Task goal :: Every record shown here must be duplicated without change.

Data for the task ::

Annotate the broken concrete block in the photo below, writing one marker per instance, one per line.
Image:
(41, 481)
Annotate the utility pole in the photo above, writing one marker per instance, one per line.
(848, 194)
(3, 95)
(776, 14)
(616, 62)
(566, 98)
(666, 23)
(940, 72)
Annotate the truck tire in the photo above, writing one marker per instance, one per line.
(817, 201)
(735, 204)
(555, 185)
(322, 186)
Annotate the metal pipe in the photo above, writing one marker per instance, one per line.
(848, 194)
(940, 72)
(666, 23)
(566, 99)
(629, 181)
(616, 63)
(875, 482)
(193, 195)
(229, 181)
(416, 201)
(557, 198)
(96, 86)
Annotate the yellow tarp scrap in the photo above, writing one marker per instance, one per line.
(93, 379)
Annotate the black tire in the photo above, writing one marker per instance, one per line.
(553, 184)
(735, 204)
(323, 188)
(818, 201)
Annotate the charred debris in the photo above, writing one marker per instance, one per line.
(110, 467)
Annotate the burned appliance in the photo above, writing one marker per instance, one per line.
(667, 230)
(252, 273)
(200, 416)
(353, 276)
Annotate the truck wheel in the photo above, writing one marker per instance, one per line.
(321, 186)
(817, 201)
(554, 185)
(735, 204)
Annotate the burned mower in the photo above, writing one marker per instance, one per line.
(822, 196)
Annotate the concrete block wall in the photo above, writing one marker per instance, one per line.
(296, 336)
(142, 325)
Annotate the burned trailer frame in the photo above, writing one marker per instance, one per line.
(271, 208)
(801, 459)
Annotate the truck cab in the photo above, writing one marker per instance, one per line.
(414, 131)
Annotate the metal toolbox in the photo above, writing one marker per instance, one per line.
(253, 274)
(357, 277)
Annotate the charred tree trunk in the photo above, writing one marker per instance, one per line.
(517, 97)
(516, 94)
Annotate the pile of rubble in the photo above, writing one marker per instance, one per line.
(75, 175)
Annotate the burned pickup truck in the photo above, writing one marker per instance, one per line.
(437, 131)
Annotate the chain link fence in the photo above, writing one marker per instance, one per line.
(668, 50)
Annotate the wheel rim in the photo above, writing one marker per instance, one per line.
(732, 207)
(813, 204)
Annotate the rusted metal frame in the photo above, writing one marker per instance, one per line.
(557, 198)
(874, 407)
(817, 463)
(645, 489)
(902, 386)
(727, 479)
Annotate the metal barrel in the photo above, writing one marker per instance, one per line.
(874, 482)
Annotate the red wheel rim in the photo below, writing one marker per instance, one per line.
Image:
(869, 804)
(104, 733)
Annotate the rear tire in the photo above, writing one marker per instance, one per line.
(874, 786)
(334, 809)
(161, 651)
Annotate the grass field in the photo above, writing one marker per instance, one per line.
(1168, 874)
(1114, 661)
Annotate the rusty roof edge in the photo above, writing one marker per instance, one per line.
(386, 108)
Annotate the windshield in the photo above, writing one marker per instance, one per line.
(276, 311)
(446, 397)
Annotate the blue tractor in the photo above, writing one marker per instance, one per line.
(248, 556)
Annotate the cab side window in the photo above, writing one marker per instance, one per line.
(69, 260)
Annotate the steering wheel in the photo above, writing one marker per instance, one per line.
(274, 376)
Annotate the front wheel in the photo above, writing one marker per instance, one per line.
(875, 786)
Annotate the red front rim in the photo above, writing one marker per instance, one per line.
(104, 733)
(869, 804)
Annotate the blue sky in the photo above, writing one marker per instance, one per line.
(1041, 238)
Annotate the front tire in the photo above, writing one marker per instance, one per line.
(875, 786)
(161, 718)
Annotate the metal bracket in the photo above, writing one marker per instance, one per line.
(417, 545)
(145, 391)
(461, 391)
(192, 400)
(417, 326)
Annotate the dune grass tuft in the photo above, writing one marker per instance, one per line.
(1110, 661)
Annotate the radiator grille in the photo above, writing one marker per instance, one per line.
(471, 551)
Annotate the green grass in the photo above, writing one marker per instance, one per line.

Task response ::
Annotate the broken concrete block in the photo below, writing one marker per instance, one per line.
Image:
(41, 481)
Annotate the utility pole in the photo above, writing one marker per instance, one per line.
(848, 194)
(3, 95)
(776, 14)
(616, 62)
(566, 98)
(666, 23)
(940, 72)
Annotate the truck tire in the photo above, writing one marker per instance, one per line.
(817, 201)
(735, 204)
(555, 185)
(322, 186)
Annotate the metal pipe in the photo above, writing one marker per instance, one per line.
(848, 194)
(940, 72)
(666, 23)
(566, 99)
(629, 181)
(616, 63)
(875, 482)
(193, 195)
(229, 181)
(416, 201)
(557, 198)
(96, 86)
Annotate the yellow tarp scrap in the photo above, writing one marker per instance, one per line.
(93, 379)
Annotate the black tire in the photo above, writing one marker per instance, one per line.
(553, 184)
(735, 204)
(323, 188)
(818, 201)
Annotate the charred debris in the photo above, writing one marker per instance, one per line.
(110, 467)
Annotate the burned appliance in the photo above, writing one marker per instance, one per line.
(667, 230)
(252, 273)
(200, 416)
(353, 276)
Annotate the truck wheel in the photo above, writing one marker per instance, one per line.
(321, 186)
(817, 201)
(554, 185)
(735, 204)
Annotate the burned mower in the photo above, writing one marker per instance, one per line.
(822, 196)
Annotate the concrete block wall in the photo above, writing one marker per instance, one per line.
(296, 336)
(142, 325)
Annotate the burned trailer frame in the photo above, writing one marker per instance, one per line.
(271, 208)
(801, 459)
Annotate the truck cab in the photo above, writing one marker per instance, one per line.
(414, 131)
Annotate the metal toolbox in the photo above, writing one marker per instance, one per line.
(253, 274)
(357, 277)
Annotate the charred tree trunk in the photo above, writing one marker per instance, one per line.
(517, 97)
(516, 94)
Annotate the pile of rubble in the photo above, writing one marker per instance, one per line.
(75, 175)
Annotate the burned pickup truck in the photo above, writing one marker per instance, one per line.
(437, 131)
Annotate the chain link fence in the photo above, writing one marker per instance, one per line.
(668, 50)
Annotate the wheel rim in the photo above, writing one marker per instance, one per line.
(732, 207)
(813, 204)
Annotate the rusted metal frame in the photo above, writing one marker per instance, one per line.
(557, 198)
(874, 407)
(817, 463)
(645, 489)
(902, 386)
(727, 479)
Annotate the metal barrel in the photo above, writing one marker per instance, one per line.
(874, 482)
Annotate the red wheel rim in the photo below, writing one marker per instance, one per line.
Image:
(869, 804)
(104, 733)
Annotate the rear tire in the photo above, writing one marker per instance, one per line.
(874, 786)
(334, 809)
(161, 651)
Annotate the grass field in the photo above, writing one marker per instance, one per line.
(1168, 874)
(1114, 661)
Annotate the rusty roof edge in the photo above, writing one marker per instance, one per line.
(386, 108)
Annotate the windshield in the photo above, writing one marker per instance, one per line.
(276, 311)
(446, 397)
Annotate the blue tractor in the photo above, writing one marker per instance, one per line.
(248, 556)
Annotate the cab side window in the photo above, writing one marker per instance, one per line.
(69, 260)
Annotate the steering wheel in the photo above, writing one marker per instance, one per line.
(274, 376)
Annotate the front wheel in the photo above, writing one marker per instance, one per line.
(875, 786)
Annotate the red front rim in the photo above, writing one marker per instance, one per line.
(104, 733)
(869, 804)
Annotate the blue sky in the photo above, writing one marker per instance, one per line.
(1041, 238)
Annotate the front tire in the photo above, writing one marker per instance, one per line.
(875, 786)
(161, 718)
Annotate the metal bracket in the photo above, writing one marker per instance, one per line.
(417, 545)
(145, 391)
(461, 391)
(192, 400)
(417, 326)
Annotate the dune grass tuft in the photo above, writing one marker per instance, one per line.
(1110, 661)
Annotate the radiator grille in the photo above, writing one marker per instance, one per line.
(471, 551)
Annotate the green grass in the photo above, writing one marker per instance, one per line.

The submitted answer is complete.